▶ [Metin alıntısı]:
»»
Milliyetçi Hareket Partisi Genel Başkanı Devlet Bahçeli, Türkgün gazetesine bir röportaj verdi. “Terörsüz Türkiye milli ve tarihi bir hedeftir” diyen Bahçeli, şunları söyledi:
Bu muazzam ve muteber hedefin can alıcı noktası iç barış ve huzur ortamının sağlam ve sağlıklı esaslara ilelebet bağlanmasıdır. Niyet halis nihai akıbet de hayırlı olacaktır inşallah. Terörsüz Türkiye hedefi, Cumhuriyet tarihinin en müessir adım ve atılımıdır. Geldiğimiz bu aşamada vaki hedefle ilgili taviz, tehir veya en küçük tereddüt asla söz konusu değildir. Ok yaydan çıkmıştır. Gemiler yakılmıştır. Kararlığımız aşınmaz ve tartışılmaz düzeydedir. Herkes bundan sonraki hesabını buna muvafık ve münasip yapmak durumundadır.
İçinde bulunduğumuz Türk ve Türkiye Yüzyılı; aynı zamanda barış, diriliş, huzur ve kardeşlik yüzyılıdır. Bu yüzyıla milli birlik ve dayanışma amaç ve azmimiz damga vuracaktır. Hiç kimseyi ayırmadan, ayrıştırmadan, ayrı görmeden milletimizin her güzel insanıyla ortak karar, kader ve keder istikametinde yekvücut olmak mutlaka sağlanacaktır. Terörsüz Türkiye, birlik ve beraberliğini tahkim etmiş Türkiye’dir. Terörsüz Türkiye, ayak bağlarından, ağrı ve ağırlıkla geçen acıklı yıllardan kurtulmuş Türkiye’dir. Bu gerçeği bilmek ve görmek lazımdır. Düşüncelerim gelişigüzel telaffuz edilen, zevahiri kurtarma çabasını gözeten, laf ola beri gelen manasına gelen basit ve içi boş sözler değildir. Samimiyiz, hasbiyiz, hakikatliyiz ve sonuç odaklıyız. Türkiye’nin kalıcı şekilde birliği ve dirliğinin çabasındayız. İnanıyorum ki, diktiğimiz barış fidelerinin meyvelerini hep beraber toplayacağız.
««
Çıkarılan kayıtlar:
»»
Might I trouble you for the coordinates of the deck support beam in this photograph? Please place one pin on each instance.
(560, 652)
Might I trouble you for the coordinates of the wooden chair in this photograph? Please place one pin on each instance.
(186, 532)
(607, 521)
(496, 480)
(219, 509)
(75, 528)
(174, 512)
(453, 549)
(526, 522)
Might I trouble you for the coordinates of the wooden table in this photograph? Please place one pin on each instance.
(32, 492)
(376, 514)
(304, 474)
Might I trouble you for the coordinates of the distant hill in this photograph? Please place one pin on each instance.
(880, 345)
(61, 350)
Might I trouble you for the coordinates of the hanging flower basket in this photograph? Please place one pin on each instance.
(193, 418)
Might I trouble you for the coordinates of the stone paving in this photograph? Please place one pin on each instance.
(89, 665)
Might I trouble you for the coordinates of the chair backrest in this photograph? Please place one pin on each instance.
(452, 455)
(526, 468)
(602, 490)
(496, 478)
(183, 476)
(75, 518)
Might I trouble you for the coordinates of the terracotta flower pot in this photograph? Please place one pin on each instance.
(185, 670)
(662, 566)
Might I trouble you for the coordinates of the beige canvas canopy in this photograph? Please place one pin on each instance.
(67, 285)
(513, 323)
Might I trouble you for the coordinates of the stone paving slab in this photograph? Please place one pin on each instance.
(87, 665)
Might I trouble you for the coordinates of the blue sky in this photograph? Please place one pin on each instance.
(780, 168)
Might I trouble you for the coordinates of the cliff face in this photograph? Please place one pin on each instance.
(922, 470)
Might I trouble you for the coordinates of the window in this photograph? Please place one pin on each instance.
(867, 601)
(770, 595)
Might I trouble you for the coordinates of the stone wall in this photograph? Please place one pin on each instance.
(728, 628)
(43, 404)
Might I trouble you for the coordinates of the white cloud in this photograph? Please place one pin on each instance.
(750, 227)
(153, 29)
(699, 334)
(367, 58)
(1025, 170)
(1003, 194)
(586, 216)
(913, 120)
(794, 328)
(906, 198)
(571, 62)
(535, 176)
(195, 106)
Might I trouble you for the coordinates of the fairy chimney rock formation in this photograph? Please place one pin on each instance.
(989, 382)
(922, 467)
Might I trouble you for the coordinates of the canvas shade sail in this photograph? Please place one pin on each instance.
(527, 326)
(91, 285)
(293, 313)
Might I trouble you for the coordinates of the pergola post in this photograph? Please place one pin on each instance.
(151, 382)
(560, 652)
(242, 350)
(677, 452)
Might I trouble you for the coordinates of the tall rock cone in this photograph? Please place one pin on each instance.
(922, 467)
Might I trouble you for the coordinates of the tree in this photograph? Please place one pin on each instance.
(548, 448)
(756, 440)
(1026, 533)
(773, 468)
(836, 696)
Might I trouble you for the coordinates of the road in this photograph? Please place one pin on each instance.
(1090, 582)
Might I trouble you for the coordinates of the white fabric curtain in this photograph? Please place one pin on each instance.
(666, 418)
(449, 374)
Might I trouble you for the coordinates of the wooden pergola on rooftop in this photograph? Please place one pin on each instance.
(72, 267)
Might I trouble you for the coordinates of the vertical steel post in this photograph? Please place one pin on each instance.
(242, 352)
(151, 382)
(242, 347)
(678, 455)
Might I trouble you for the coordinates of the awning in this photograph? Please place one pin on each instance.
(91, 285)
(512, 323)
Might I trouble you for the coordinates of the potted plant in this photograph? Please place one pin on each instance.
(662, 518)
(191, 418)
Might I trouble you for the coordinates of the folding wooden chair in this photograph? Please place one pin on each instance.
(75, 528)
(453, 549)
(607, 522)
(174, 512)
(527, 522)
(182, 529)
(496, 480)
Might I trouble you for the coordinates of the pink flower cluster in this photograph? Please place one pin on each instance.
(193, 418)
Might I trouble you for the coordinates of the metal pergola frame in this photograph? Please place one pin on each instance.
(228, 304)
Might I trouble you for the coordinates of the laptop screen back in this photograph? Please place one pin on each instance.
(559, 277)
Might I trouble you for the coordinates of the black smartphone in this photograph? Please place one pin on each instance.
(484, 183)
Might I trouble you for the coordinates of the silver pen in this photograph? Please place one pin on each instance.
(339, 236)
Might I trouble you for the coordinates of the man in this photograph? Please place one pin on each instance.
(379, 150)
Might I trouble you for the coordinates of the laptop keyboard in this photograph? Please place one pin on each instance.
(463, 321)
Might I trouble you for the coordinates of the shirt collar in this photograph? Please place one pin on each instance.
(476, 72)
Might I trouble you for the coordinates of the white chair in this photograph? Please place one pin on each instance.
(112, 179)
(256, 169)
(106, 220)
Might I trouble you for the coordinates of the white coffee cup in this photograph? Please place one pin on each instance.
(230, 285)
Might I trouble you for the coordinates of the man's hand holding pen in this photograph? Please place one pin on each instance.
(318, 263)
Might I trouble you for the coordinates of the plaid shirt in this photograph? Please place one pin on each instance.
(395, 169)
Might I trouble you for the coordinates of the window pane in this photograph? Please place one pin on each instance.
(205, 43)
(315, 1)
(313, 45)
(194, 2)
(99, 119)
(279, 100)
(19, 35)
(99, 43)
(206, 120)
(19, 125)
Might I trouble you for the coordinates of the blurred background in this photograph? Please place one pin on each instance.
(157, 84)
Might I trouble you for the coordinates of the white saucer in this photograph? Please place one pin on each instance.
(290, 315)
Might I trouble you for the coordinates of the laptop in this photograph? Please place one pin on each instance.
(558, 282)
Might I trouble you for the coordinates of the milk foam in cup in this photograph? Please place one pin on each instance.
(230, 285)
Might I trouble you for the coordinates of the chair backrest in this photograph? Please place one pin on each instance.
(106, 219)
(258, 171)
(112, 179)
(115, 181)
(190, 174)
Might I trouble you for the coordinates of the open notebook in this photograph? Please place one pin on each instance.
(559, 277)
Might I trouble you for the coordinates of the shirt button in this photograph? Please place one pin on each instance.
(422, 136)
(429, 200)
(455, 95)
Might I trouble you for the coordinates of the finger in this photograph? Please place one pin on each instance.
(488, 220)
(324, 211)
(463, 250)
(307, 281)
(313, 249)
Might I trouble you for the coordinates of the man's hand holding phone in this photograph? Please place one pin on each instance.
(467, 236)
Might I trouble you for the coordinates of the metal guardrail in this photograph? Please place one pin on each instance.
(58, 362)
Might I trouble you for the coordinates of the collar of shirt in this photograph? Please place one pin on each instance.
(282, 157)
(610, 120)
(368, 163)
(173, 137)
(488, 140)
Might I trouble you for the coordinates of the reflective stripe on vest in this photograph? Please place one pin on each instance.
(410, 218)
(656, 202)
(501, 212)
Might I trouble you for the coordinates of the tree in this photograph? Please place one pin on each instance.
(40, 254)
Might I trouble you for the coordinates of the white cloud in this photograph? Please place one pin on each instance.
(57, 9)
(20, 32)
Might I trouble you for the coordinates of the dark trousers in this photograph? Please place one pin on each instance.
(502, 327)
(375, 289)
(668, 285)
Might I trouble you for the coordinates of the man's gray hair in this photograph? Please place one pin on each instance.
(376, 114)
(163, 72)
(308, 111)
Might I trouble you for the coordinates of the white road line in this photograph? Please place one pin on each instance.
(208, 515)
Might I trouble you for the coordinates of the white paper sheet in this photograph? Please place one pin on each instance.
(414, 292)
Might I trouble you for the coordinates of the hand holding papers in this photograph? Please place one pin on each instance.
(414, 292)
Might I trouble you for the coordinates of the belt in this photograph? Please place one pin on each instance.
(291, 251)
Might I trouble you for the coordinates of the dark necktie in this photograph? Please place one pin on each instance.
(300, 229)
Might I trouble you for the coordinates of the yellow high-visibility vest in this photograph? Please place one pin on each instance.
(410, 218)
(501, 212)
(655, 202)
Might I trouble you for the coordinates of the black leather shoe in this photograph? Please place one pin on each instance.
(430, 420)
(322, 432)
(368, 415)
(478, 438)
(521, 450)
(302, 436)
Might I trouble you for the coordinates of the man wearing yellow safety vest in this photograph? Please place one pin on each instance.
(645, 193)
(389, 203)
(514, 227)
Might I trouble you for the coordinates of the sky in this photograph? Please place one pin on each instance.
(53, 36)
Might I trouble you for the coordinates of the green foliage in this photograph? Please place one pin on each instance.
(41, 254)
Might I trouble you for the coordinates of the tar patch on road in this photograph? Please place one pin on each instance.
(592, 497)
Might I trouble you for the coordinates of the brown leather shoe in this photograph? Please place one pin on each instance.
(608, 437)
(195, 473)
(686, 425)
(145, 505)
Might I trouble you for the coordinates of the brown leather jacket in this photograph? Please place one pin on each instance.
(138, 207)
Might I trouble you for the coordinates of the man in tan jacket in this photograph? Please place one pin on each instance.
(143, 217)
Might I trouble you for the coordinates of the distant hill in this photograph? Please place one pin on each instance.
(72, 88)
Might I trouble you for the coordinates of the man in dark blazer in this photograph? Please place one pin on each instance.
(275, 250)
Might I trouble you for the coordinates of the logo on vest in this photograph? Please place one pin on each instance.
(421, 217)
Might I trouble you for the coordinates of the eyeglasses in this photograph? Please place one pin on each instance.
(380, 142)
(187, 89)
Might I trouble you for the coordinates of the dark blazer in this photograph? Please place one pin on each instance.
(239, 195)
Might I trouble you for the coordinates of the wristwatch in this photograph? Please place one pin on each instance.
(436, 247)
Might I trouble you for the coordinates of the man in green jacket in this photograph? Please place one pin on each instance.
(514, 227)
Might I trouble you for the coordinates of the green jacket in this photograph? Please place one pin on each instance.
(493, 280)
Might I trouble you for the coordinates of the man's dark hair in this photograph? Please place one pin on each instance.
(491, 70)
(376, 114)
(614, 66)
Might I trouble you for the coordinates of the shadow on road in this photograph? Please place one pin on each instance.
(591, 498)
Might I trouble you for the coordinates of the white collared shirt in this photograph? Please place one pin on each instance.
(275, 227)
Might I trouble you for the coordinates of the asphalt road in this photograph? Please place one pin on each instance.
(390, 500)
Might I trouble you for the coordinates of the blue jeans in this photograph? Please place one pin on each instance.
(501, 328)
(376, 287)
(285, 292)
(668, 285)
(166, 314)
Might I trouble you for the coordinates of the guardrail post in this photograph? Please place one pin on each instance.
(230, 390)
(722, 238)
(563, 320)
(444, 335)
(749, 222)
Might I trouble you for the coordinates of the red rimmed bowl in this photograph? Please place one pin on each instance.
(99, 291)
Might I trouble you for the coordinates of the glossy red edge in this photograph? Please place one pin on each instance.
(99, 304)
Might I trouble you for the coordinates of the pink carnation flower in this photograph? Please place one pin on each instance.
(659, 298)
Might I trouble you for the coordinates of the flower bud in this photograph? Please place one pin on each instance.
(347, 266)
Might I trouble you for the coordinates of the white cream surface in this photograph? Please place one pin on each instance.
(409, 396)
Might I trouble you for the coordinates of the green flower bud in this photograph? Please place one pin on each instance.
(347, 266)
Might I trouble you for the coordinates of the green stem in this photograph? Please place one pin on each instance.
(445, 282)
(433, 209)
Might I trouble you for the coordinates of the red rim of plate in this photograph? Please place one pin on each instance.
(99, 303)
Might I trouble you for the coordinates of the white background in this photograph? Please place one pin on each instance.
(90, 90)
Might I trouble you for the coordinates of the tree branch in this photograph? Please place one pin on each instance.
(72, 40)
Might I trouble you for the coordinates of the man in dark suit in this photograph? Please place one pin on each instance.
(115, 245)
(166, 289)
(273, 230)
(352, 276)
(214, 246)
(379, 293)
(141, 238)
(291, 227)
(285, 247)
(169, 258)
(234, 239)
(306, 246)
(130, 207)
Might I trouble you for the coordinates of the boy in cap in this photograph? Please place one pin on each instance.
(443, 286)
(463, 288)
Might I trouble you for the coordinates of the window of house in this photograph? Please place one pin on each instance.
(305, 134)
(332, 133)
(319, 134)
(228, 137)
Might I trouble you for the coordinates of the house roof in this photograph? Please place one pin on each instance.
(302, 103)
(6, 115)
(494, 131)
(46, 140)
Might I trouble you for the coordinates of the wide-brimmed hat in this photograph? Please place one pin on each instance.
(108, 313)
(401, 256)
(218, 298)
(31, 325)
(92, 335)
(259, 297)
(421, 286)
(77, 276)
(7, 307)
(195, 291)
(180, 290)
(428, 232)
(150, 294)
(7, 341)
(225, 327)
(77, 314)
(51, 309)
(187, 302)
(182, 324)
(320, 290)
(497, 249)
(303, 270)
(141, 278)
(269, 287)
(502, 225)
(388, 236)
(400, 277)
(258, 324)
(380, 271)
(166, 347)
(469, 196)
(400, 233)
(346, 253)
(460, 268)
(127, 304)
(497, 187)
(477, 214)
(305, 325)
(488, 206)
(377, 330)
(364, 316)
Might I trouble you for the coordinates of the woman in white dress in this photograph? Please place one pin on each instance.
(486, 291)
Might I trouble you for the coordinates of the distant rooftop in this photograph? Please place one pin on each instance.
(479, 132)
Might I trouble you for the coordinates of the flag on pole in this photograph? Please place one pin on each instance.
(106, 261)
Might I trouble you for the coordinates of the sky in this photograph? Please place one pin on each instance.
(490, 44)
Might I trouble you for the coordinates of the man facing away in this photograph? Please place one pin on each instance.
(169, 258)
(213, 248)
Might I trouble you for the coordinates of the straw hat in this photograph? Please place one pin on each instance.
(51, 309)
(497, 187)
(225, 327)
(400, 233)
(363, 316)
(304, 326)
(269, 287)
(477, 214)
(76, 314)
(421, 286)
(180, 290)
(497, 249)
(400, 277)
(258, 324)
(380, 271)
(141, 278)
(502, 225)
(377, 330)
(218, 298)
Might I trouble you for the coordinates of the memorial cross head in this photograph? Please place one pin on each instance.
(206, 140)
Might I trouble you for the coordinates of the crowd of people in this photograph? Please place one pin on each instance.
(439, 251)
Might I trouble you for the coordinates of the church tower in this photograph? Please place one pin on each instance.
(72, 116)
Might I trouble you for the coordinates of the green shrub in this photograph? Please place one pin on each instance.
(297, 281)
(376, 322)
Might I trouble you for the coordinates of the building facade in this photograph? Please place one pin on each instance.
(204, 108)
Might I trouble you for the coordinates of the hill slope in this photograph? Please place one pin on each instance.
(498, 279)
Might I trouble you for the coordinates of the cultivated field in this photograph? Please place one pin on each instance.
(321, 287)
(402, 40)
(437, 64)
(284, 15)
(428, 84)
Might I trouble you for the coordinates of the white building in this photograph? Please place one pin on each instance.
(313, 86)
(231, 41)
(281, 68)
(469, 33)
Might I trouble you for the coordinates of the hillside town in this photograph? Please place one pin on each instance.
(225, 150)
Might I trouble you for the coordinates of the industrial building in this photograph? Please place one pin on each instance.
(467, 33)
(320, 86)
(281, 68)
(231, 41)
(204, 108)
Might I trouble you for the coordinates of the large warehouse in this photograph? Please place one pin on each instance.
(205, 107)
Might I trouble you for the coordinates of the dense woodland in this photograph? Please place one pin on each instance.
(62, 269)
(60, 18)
««
▶ [Yapılacak görevler]:
**a)** Terörsüz Türkiye metnine göre Devlet Bahçeli röportajı hangi gazeteye vermiştir?
**b)** Terörsüz Türkiye metnini kaldığı yerden sürdürün.
Yukarıdaki satırlar metinden bağımsız, ayrı bir malzemedir.

▶ [Alıştırma cevapları]:
**a)** Türkgün gazetesine.

**b)**
Terörsüz Türkiye isabetli ve tarihi bir politikanın izhar ve ilamıdır. Türkiye’miz, bugüne kadar hiç olmadığı kadar dirençli, güvenli ve umutlu seviyededir. Bu yüksek seviyeyi heba ve heder etmeye kimsenin hakkı yoktur. Aksi istikametteki tavır ve tutumları millete ve devlete yönelik karşı çıkış, karşı duruş, karşı direniş olarak yorumlamak kaçınılmazdır. Tarihi bir fırsat eşiği önümüzdedir. Bölücü terör kaynaklı makus talih günbegün değişmektedir. Bunun yüreklere su serpen sonuçlarına inşallah yakın vadede şahit olunacaktır. Kapımızı çalan fırsat kaçırılmayacak kadar değerlidir. Hem milletimizin hem de bölge halklarının en temel insan hakkı huzur değil midir? İstikrarlı, itibarlı, güvenceli bir hayata ulaşmaları haklı bir beklenti sayılmayacak mıdır? Yeni Yüzyıl, diriliş ve yükseliş yüzyılıdır. Aynı zamanda barış ve kardeşliğin nişanesi, dayanışma ve kader ortaklığının çok daha güçlendirilmesidir. Terörsüz Türkiye, Terörsüz Bölge hedefi inanıyorum ki, beşeriyetin ve medeniyetlerin vicdan uyanışını da tetikleyecektir.
“Bayramlık ağzımızı açtırmasınlar, herkes haddini ve hududunu bilsin”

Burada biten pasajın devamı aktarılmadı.